DOCUMENT SECTION –
--- --- ---

According to the latest edition of Newspoll, which was published by The Australian on Monday, the government now trails the opposition Labor Party 47-53 on a two-party preferred basis.

It marks the second consecutive poll the coalition has made up ground on Labor after trailing 44-56 in late January.

Despite making gains in Sunday's poll, the coalition still has to make up significant ground over the course of the campaign to win a fourth consecutive term in government.

Applied on a uniform basis nationally, a 53-47 two-party margin would result in Labor winning 79 out of 151 seats in the lower house of Parliament where the government is formed.

However, the poll also showed Morrison gaining a point to 44 percent as the preferred prime minister, while opposition leader Anthony Albanese fell 3 points to 39 percent, the largest lead the prime minister has held over his rival since February.

The economy is a key issue for many of the country's 17 million voters.

Morrison and Albanese on Monday hit the first official day of the campaign with multimillion-dollar funding announcements.

The prime minister visited the marginal New South Wales Labor seat of Gilmore where he announced A$40 million ($29.8 million) for local road upgrades.

On Monday morning he accused Albanese of spending "the last three years fighting me while I've been fighting the pandemic and standing up for Australia".

Asked by a reporter to give the national jobless rate, Albanese stumbled, replying: "The national unemployment rate at the moment is, I think it is 5 point … 4, sorry, I am not sure what it is."

Australia's unemployment rate is at a 13-year low of 4 percent, a level that Morrison has been touting as he warns voters not to trust Labor with the economy.

Albanese also skirted questions on the key interest that banks charge each other for overnight loans. Known as the bank rate, or the cash rate, it stands at 0.1 percent.

"Earlier today I made a mistake. I'm human," Albanese said shortly afterward.

"But when I make a mistake I will fess up to it and I will set about correcting that mistake. I won't blame someone else. I will accept responsibility. That's what leaders do."

Albanese, who has led Labor since the party's loss in the 2019 election, began the first day of the campaign in the Tasmanian seat of Bass where he promised funding to provide better care for children with hearing loss.

--- --- ---

DATA FOR ANALYSIS –
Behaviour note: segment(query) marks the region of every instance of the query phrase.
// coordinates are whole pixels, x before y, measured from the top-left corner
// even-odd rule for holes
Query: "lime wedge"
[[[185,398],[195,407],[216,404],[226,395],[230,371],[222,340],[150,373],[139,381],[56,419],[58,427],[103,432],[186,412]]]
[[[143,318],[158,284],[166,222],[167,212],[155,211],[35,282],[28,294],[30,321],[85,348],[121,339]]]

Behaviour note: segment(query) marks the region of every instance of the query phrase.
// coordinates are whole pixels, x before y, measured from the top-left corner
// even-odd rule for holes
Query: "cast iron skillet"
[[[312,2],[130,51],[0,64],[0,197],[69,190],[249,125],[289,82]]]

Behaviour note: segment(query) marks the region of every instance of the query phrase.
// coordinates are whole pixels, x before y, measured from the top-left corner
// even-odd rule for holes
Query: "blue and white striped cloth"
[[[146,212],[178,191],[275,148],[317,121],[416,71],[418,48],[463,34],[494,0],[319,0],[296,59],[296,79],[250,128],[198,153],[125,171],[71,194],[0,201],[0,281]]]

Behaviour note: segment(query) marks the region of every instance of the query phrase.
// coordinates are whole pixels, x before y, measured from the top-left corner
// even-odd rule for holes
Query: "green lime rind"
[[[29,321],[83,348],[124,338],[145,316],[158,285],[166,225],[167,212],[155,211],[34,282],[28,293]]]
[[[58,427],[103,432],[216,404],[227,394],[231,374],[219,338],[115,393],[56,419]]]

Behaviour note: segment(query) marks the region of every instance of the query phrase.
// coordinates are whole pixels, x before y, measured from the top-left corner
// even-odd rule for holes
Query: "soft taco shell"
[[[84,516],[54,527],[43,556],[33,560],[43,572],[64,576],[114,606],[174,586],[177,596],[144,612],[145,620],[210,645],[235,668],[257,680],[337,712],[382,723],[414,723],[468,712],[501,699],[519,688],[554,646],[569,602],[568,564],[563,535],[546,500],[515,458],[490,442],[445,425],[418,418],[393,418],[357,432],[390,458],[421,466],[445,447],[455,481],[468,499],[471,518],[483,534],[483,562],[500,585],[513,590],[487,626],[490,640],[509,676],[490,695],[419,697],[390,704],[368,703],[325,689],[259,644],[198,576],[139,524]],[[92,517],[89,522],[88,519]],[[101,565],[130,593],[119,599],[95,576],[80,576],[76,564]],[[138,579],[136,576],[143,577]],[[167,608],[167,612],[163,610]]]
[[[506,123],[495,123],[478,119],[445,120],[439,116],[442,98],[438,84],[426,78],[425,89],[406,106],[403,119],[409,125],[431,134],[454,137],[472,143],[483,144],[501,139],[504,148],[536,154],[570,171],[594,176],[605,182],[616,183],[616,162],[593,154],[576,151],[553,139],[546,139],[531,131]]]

--- --- ---

EXERCISE GOAL – List every figure that the article on the Australian election poll states with the word "percent". The lines above come from a separate source and are unrelated to the article.

OUTPUT FOR THIS EXERCISE – 44 percent, 39 percent, 4 percent, 0.1 percent